So I just might take my 40 flinter a few times and try to take a doe (or buck) with it.
But 30 caliber??? I think a lot of deer are going to die and feed the coyotes.


----------



## trad bow (Aug 24, 2022)

I prefer a 54 for big game. I have a 32 for squirrels. I’m planning on adding a Fowler one day soon for turkey and bird hunting.


----------



## Anvil Head (Aug 24, 2022)

I made a .54 patched for cross stix competition way back in 75. She was a sweet and accurate shooter, but quite heavy for toting in the woods. I loaned to a good friend in Upstate Idaho to hunt elk and moose. Nothing that big down here in GA. He took many and always seemed to need it more than me so he kept it. He passed 20 years ago and the .54 kinda "disappeared". Yeah she could take anything with hair quite easily, just don't need one that beasty in GA. MoniLynn has taken more than a few hogs over 200#s with ease just with my dependable deer load. She carries light and fast. It's placement over diameter for me. But then.....I like to hear them breathing before I set her trigger. That's just the way I hunt.


----------



## pacecars (Sep 11, 2022)

I had said I wasn’t going to get one since I bought another Shiloh Sharps but I don’t think I can hold out. I really like the Kibbler SMR in .40 but I am waiting on a quote from Sitting Fox Rifles to compare


----------



## pacecars (Sep 22, 2022)

I am trying to convince someone that is selling a .36 caliber Kibler Southern Mountain Rifle to ship it. He had originally said he didn’t want to ship it so we shall see


----------



## pacecars (Sep 26, 2022)

He decided to ship!


----------



## Hillbilly stalker (Sep 26, 2022)

I haven't fooled with a flintlock before. Is the flint encased in the leather for a better grip and absorb some of the shock when it hits the frizzen ?   I was watching a guy the other day on the tube, his rifle wouldn't fire. His flint looked awful dull and I noticed his was not wrapped with a piece of leather. I would imagine that would knock the edge off wouldn't it ?

That's a nice looking rifle you have there, Hope you get a brace of squirrels with it.


----------



## Darkhorse (Sep 29, 2022)

Yes, the flint is wrapped in a leather to both cushion the strike and give a better grip on the flint. A rifle will fire without a leather holding the flint but not with a dull edge on the flint.

Nice rifle there Pacecars. Too bad Jim won't make LH'd rifles or I might just get one for myself.


----------

## Things to do
(1) Answer these questions from the forum thread:
(a) What caliber does trad bow prefer for big game?
(b) What caliber is the Kibler Southern Mountain Rifle that pacecars tries to get shipped?
(c) According to Darkhorse, what two things does wrapping the flint in leather do?
(2) Extract the part of the forum thread between "I haven't fooled" and "squirrels with it.", inclusive.
The data that follow are separate from the forum thread.

Records from a dataset:
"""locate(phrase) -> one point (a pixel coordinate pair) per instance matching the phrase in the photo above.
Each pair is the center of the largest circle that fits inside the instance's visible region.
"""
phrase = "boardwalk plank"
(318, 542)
...
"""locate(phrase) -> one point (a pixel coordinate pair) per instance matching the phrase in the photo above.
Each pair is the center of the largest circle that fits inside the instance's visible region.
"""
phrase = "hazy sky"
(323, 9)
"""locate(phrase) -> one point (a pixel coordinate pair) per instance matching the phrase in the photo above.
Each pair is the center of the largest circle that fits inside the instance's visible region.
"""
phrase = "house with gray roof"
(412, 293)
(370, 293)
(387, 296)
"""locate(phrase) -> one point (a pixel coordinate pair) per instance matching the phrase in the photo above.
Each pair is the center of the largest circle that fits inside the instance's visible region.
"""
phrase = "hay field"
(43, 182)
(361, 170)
* * *
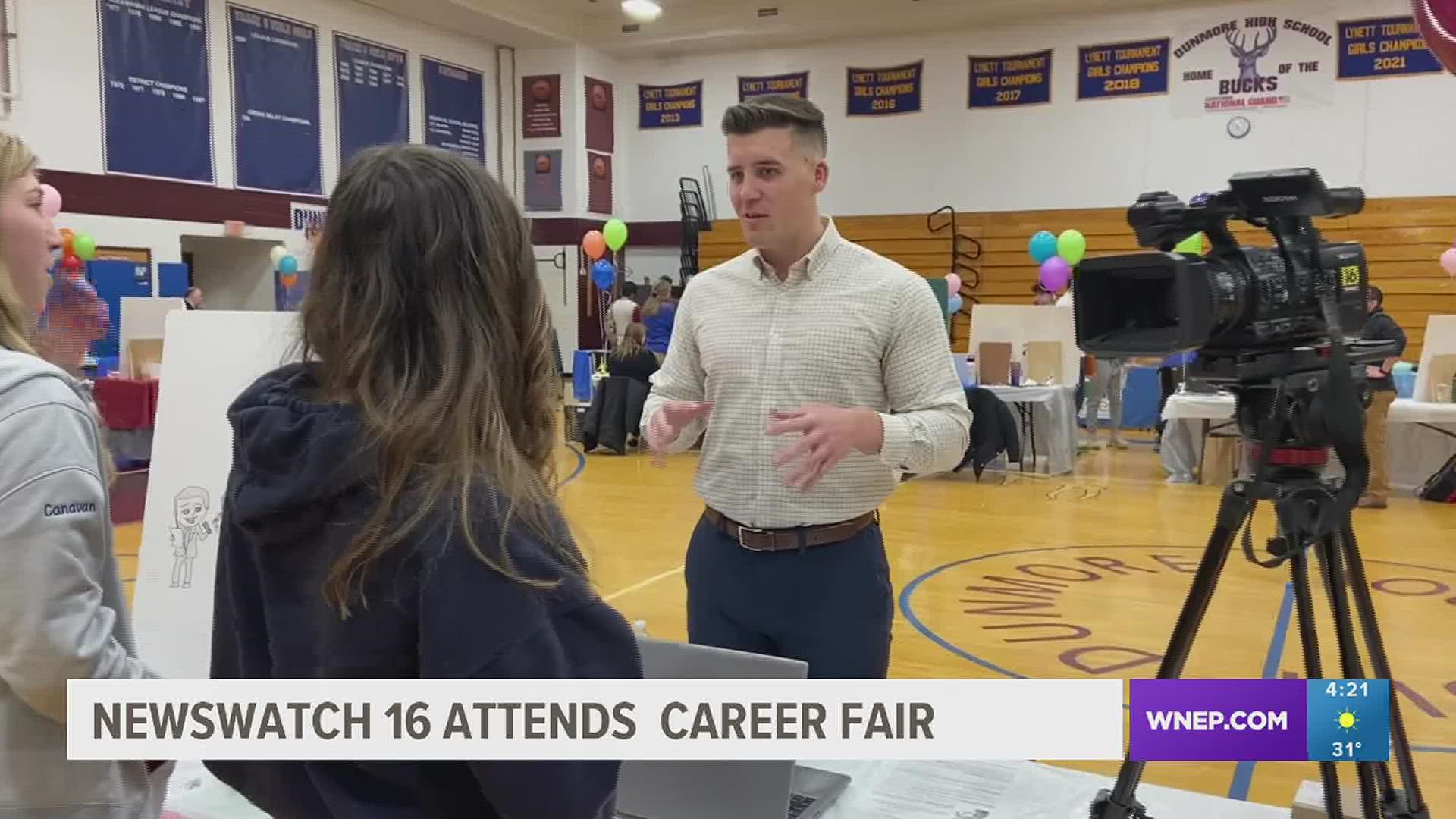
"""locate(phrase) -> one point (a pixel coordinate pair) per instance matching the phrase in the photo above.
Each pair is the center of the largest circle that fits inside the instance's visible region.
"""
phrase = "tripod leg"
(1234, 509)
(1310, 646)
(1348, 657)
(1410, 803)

## Solution list
(1)
(a) A 54.
(b) .36 caliber.
(c) It cushions the strike and gives a better grip on the flint.

(2)
I haven't fooled with a flintlock before. Is the flint encased in the leather for a better grip and absorb some of the shock when it hits the frizzen ?   I was watching a guy the other day on the tube, his rifle wouldn't fire. His flint looked awful dull and I noticed his was not wrapped with a piece of leather. I would imagine that would knock the edge off wouldn't it ?

That's a nice looking rifle you have there, Hope you get a brace of squirrels with it.